++++ DOCUMENT SECTION ++++

BROOKLYN, Mich. -- He already had horsepower, handling and the points lead. Now Kevin Harvick has a win this season at a track other than Talladega or Daytona.
Harvick passed Denny Hamlin with 11 laps to go Sunday, then held on to win the NASCAR Sprint Cup series race at Michigan International Speedway.
It's yet another sign that Richard Childress Racing is back after a disappointing 2009, and Harvick is the championship favorite with only three more races left before the Chase.
"Everybody was embarrassed last year, and we've really been running pretty well since probably the last six or eight weeks of last year," said Harvick, who formally clinched a spot in the Chase. "It didn't just happen today."
Harvick's No. 29 team gambled by staying on the track instead of making a pit stop during a late caution. It paid off with Harvick's third win of the season and his first this year on a non-restrictor plate track.
The victory was another significant step in the resurgence of Richard Childress Racing -- and it came at a track where RCR typically hasn't been very strong.
"Somebody's got to beat Jimmie [Johnson] this year, and it might as well be RCR," Childress said.

++++ INFORMATION PROVIDED ++++

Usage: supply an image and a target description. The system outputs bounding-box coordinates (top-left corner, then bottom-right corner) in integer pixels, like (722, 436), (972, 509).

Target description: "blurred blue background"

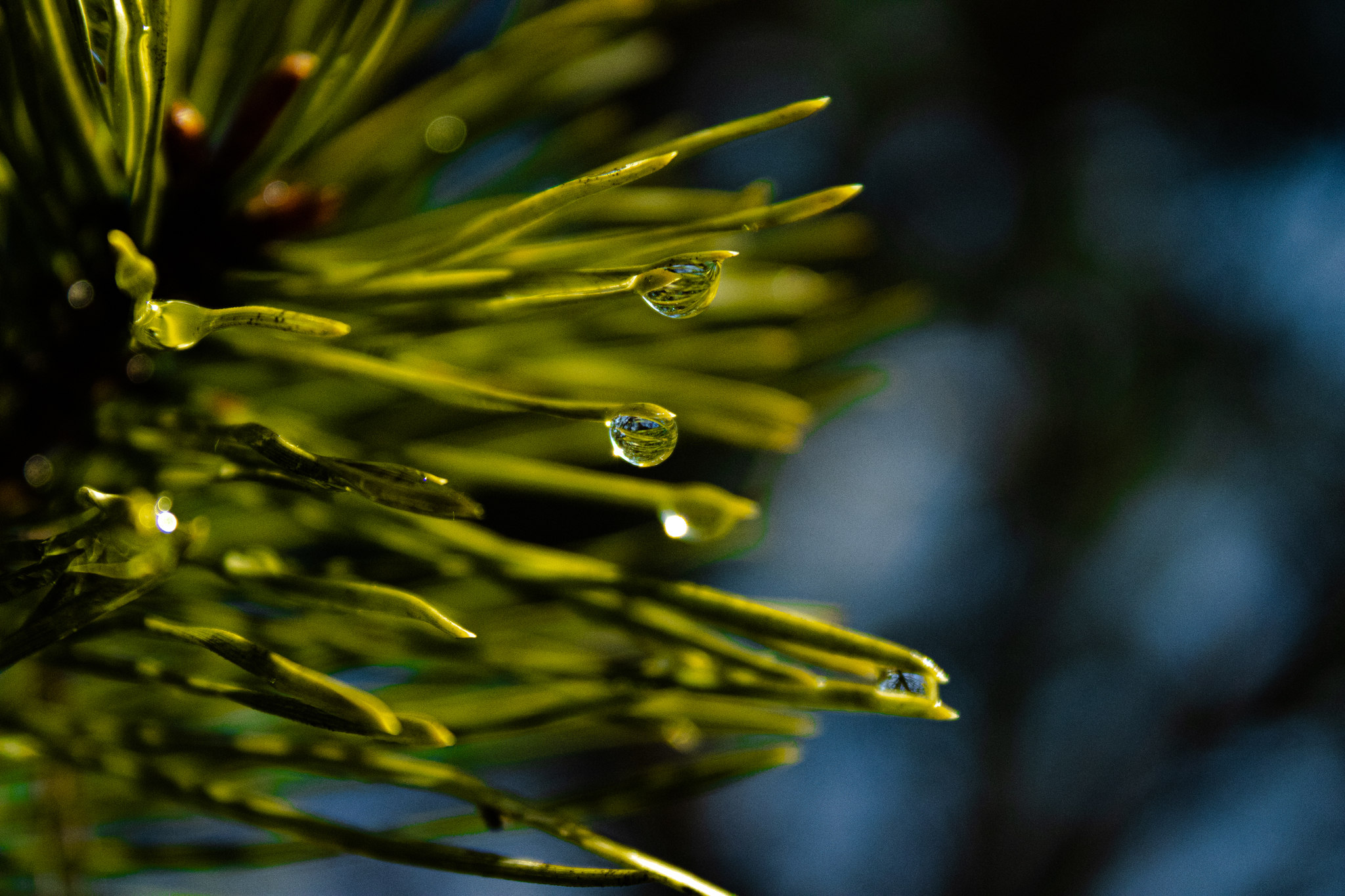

(105, 0), (1345, 896)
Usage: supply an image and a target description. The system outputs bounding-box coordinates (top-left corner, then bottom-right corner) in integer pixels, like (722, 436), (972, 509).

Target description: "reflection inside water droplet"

(661, 513), (692, 539)
(635, 253), (737, 318)
(607, 402), (676, 466)
(878, 669), (925, 694)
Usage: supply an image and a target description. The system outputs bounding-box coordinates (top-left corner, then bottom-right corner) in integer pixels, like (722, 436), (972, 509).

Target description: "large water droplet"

(635, 253), (737, 318)
(607, 402), (676, 466)
(131, 298), (214, 349)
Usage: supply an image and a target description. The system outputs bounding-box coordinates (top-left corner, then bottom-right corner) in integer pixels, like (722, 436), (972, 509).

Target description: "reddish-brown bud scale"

(213, 53), (317, 179)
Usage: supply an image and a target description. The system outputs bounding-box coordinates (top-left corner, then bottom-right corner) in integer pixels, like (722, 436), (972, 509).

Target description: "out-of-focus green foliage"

(0, 0), (955, 893)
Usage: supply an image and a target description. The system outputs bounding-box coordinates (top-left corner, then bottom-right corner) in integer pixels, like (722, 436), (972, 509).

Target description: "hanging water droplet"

(131, 298), (211, 349)
(607, 402), (676, 466)
(635, 251), (737, 318)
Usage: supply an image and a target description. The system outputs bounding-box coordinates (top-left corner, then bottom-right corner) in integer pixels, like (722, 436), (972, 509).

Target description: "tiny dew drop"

(607, 402), (676, 466)
(635, 253), (737, 318)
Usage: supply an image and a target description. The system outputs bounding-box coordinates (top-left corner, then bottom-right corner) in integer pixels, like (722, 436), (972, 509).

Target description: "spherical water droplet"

(635, 253), (737, 318)
(659, 512), (692, 539)
(127, 353), (155, 383)
(131, 299), (215, 349)
(23, 454), (55, 489)
(425, 116), (467, 153)
(66, 280), (93, 308)
(607, 402), (676, 466)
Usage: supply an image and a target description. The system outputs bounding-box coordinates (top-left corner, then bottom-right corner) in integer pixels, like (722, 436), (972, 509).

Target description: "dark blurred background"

(104, 0), (1345, 896)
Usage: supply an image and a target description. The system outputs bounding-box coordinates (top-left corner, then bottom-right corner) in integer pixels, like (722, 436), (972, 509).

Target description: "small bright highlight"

(663, 513), (692, 539)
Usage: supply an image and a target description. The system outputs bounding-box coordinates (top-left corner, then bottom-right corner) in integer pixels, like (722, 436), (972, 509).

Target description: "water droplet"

(23, 454), (55, 489)
(635, 253), (737, 318)
(659, 482), (761, 542)
(261, 180), (289, 208)
(66, 280), (93, 308)
(425, 116), (467, 153)
(127, 354), (155, 383)
(659, 511), (692, 539)
(131, 298), (214, 349)
(607, 402), (676, 466)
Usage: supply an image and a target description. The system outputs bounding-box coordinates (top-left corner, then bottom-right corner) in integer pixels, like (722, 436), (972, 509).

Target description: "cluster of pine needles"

(0, 0), (955, 893)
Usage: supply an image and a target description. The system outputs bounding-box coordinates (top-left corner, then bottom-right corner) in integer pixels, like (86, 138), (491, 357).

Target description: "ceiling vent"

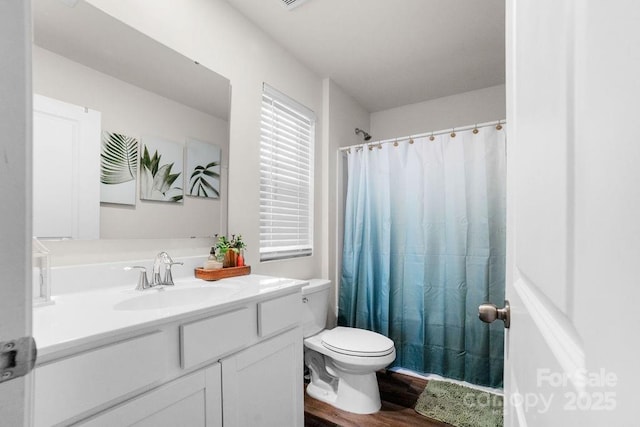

(282, 0), (307, 10)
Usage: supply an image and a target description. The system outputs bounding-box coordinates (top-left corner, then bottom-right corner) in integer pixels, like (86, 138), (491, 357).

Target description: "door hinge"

(0, 337), (38, 383)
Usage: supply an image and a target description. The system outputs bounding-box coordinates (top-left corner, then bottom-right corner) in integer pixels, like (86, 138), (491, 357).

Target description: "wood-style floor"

(304, 371), (449, 427)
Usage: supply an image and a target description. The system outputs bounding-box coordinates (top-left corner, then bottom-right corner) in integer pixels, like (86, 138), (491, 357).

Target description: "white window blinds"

(260, 84), (315, 261)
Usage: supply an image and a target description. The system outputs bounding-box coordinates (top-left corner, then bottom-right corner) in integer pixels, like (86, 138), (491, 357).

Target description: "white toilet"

(302, 279), (396, 414)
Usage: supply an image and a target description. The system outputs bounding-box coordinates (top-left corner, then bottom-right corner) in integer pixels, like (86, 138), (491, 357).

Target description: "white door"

(33, 95), (101, 239)
(504, 0), (640, 426)
(0, 0), (31, 426)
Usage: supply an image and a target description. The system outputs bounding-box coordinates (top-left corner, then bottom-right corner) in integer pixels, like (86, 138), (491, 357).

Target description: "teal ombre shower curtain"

(338, 126), (506, 387)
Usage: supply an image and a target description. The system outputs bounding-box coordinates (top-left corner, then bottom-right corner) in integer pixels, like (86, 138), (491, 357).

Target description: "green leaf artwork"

(189, 162), (220, 198)
(100, 131), (138, 206)
(100, 132), (138, 185)
(186, 139), (222, 199)
(140, 145), (183, 203)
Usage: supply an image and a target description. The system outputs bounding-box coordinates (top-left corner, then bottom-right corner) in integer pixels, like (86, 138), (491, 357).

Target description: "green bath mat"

(415, 380), (504, 427)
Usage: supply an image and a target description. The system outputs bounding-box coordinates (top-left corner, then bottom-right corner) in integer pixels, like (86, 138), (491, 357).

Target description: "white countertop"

(33, 274), (307, 362)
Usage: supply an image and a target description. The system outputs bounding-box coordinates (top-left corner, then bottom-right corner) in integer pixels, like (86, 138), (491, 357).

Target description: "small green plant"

(215, 234), (247, 255)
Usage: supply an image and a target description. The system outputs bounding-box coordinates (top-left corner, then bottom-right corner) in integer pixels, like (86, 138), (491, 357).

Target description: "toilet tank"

(302, 279), (331, 338)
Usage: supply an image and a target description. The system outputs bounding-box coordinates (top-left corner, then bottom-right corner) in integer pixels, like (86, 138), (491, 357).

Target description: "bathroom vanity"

(34, 268), (306, 427)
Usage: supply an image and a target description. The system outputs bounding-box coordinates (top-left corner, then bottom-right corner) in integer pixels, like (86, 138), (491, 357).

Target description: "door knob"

(478, 301), (511, 328)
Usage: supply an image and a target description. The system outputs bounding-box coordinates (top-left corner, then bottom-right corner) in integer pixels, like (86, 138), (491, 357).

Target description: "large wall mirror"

(33, 0), (231, 239)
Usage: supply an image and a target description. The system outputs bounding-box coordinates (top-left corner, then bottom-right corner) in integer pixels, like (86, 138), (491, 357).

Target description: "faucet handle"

(163, 261), (184, 286)
(124, 265), (150, 291)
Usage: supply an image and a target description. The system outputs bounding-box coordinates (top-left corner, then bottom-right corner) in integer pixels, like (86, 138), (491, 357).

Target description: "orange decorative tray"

(194, 265), (251, 280)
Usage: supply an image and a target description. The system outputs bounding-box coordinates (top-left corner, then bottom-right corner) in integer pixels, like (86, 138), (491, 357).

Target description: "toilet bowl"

(302, 279), (396, 414)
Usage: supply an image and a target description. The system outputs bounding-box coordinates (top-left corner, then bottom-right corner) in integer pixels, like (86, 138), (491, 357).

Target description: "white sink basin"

(114, 285), (240, 311)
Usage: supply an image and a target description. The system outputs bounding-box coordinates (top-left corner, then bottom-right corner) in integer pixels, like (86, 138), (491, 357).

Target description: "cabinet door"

(222, 327), (304, 427)
(79, 363), (222, 427)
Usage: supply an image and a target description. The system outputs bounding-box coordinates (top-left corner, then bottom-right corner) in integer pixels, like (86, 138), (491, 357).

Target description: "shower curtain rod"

(338, 120), (507, 152)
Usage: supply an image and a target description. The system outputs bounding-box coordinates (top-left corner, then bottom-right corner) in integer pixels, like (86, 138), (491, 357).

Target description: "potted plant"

(232, 234), (247, 267)
(216, 234), (247, 267)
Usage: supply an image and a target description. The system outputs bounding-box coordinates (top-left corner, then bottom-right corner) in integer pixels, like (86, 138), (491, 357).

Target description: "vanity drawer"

(180, 307), (255, 369)
(34, 331), (168, 426)
(258, 292), (302, 337)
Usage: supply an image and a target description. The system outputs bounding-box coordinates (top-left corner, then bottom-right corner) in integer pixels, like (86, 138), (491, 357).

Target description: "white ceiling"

(226, 0), (505, 112)
(32, 0), (230, 120)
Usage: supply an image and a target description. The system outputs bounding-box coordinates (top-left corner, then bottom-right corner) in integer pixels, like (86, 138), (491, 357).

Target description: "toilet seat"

(322, 326), (395, 357)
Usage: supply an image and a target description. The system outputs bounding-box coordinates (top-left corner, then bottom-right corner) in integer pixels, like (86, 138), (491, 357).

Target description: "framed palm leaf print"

(186, 139), (221, 199)
(100, 131), (138, 205)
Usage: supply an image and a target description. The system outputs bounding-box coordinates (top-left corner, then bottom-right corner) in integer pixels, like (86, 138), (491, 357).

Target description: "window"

(260, 84), (315, 261)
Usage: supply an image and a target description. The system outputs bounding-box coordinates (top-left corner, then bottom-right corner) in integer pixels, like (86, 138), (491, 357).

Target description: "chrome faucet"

(124, 252), (183, 291)
(151, 251), (183, 286)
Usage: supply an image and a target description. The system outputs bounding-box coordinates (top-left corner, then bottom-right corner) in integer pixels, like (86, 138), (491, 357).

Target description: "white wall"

(370, 85), (506, 141)
(47, 0), (323, 278)
(33, 46), (228, 239)
(322, 79), (369, 322)
(0, 1), (33, 426)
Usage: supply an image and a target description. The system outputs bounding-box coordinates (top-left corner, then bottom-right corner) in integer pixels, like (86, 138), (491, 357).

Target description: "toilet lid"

(322, 326), (393, 357)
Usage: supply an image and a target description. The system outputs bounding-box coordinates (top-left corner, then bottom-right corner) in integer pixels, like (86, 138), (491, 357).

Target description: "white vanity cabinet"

(77, 363), (222, 427)
(221, 327), (304, 427)
(34, 287), (304, 427)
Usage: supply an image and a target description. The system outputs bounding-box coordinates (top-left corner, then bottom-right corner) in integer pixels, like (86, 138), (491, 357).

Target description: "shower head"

(356, 128), (371, 141)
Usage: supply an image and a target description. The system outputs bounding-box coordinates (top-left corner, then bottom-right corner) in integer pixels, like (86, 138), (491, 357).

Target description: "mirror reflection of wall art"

(140, 137), (184, 203)
(187, 139), (222, 199)
(100, 131), (138, 205)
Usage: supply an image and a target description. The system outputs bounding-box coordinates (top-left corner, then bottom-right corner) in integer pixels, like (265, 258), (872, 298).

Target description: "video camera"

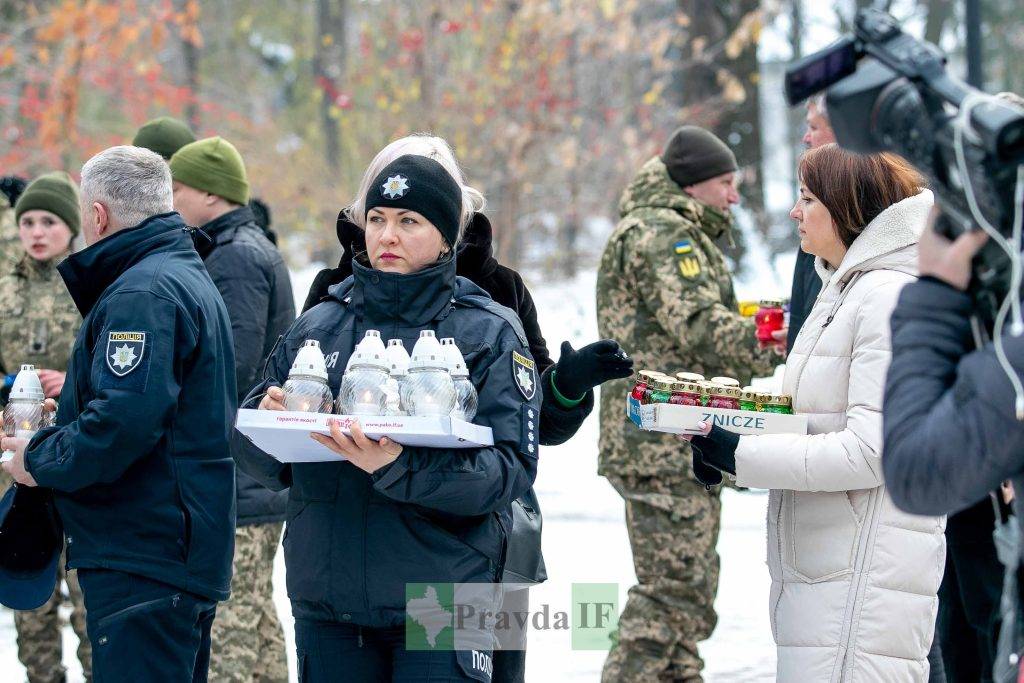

(785, 9), (1024, 330)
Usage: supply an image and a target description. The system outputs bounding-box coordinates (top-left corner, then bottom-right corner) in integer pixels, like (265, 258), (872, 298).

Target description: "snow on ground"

(0, 265), (790, 683)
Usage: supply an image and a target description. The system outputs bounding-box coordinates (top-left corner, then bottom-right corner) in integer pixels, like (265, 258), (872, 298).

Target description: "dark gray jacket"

(882, 278), (1024, 655)
(199, 207), (295, 526)
(231, 260), (542, 627)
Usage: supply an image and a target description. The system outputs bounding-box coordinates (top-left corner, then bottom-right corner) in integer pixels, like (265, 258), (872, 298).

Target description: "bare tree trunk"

(312, 0), (347, 170)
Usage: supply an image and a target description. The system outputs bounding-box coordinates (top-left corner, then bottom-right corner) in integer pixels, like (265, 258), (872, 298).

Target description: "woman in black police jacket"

(233, 156), (541, 682)
(303, 134), (633, 683)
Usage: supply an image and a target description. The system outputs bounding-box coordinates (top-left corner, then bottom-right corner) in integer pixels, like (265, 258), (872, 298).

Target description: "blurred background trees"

(0, 0), (1024, 276)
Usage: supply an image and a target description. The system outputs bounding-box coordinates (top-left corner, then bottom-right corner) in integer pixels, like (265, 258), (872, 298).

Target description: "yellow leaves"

(0, 45), (14, 69)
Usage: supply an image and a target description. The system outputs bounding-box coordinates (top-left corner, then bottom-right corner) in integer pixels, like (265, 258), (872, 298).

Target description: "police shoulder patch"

(106, 332), (145, 377)
(512, 351), (537, 400)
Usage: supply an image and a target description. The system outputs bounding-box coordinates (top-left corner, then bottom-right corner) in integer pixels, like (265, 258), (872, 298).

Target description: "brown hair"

(800, 142), (925, 249)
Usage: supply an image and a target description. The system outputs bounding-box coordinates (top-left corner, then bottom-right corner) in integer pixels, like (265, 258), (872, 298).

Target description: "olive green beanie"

(131, 116), (196, 159)
(14, 171), (82, 234)
(169, 137), (249, 204)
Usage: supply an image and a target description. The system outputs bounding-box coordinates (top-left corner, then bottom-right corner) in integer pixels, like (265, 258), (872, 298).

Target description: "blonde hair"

(345, 133), (487, 247)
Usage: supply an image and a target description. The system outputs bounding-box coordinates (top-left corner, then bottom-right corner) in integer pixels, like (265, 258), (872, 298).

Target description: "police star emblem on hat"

(381, 174), (410, 200)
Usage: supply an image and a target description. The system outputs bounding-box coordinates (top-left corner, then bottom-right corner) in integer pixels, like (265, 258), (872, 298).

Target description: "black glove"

(555, 339), (633, 400)
(690, 426), (739, 486)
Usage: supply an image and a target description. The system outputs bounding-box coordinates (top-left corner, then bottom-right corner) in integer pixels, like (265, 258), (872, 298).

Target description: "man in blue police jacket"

(4, 146), (236, 683)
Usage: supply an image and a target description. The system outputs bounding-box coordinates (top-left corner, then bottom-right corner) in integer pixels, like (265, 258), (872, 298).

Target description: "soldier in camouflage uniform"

(597, 126), (777, 683)
(0, 193), (24, 276)
(0, 173), (92, 683)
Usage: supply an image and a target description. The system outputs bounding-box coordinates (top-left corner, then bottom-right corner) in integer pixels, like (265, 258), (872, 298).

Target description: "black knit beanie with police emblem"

(364, 155), (462, 247)
(662, 126), (737, 187)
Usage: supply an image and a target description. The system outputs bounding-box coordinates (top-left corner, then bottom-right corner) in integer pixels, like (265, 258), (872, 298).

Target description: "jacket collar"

(456, 213), (498, 282)
(618, 157), (732, 240)
(197, 206), (262, 258)
(57, 212), (195, 317)
(337, 258), (456, 327)
(814, 189), (935, 286)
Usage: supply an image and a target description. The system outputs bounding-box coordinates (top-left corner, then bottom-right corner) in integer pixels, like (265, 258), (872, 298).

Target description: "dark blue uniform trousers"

(78, 568), (217, 683)
(296, 618), (490, 683)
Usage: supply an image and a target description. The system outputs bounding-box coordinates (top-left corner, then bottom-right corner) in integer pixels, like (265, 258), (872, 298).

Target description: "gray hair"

(345, 133), (487, 247)
(807, 92), (828, 121)
(81, 144), (174, 227)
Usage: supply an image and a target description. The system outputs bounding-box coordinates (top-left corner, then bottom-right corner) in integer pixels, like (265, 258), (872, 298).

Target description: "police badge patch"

(106, 332), (145, 377)
(512, 351), (537, 400)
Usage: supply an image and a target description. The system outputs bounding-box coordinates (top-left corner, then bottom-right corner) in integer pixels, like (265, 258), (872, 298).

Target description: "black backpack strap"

(455, 294), (529, 348)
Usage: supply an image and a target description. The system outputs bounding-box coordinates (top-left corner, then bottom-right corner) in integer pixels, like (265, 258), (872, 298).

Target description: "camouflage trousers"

(210, 522), (288, 683)
(14, 558), (92, 683)
(0, 470), (92, 683)
(601, 475), (721, 683)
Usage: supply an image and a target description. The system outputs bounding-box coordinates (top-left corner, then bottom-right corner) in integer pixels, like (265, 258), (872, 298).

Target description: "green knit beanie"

(14, 171), (82, 234)
(131, 116), (196, 159)
(169, 137), (249, 204)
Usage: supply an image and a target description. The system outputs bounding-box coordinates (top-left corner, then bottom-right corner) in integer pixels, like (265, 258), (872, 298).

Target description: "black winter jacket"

(302, 213), (594, 446)
(785, 249), (821, 348)
(26, 213), (236, 600)
(232, 254), (541, 627)
(199, 207), (295, 525)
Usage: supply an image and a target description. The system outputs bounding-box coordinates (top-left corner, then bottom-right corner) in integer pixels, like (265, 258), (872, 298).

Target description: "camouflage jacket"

(0, 252), (82, 397)
(0, 193), (17, 276)
(597, 158), (778, 476)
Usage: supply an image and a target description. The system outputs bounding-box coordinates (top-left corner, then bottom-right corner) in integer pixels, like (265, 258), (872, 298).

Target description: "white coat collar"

(814, 189), (935, 287)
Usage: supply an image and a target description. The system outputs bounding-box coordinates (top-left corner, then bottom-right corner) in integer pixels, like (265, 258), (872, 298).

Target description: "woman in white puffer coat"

(692, 144), (945, 683)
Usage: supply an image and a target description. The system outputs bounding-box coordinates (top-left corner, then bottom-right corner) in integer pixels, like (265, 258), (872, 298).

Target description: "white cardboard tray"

(234, 410), (495, 463)
(626, 396), (807, 434)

++++

> [EXERCISE SET]
• a. In the race report, which driver did Harvick pass with 11 laps to go?
• b. Reproduce the race report's text between "Harvick passed Denny" and "before the Chase.", inclusive.
Rely only on the race report.

> [LIST OF SOLUTIONS]
• a. Denny Hamlin

• b.
Harvick passed Denny Hamlin with 11 laps to go Sunday, then held on to win the NASCAR Sprint Cup series race at Michigan International Speedway.
It's yet another sign that Richard Childress Racing is back after a disappointing 2009, and Harvick is the championship favorite with only three more races left before the Chase.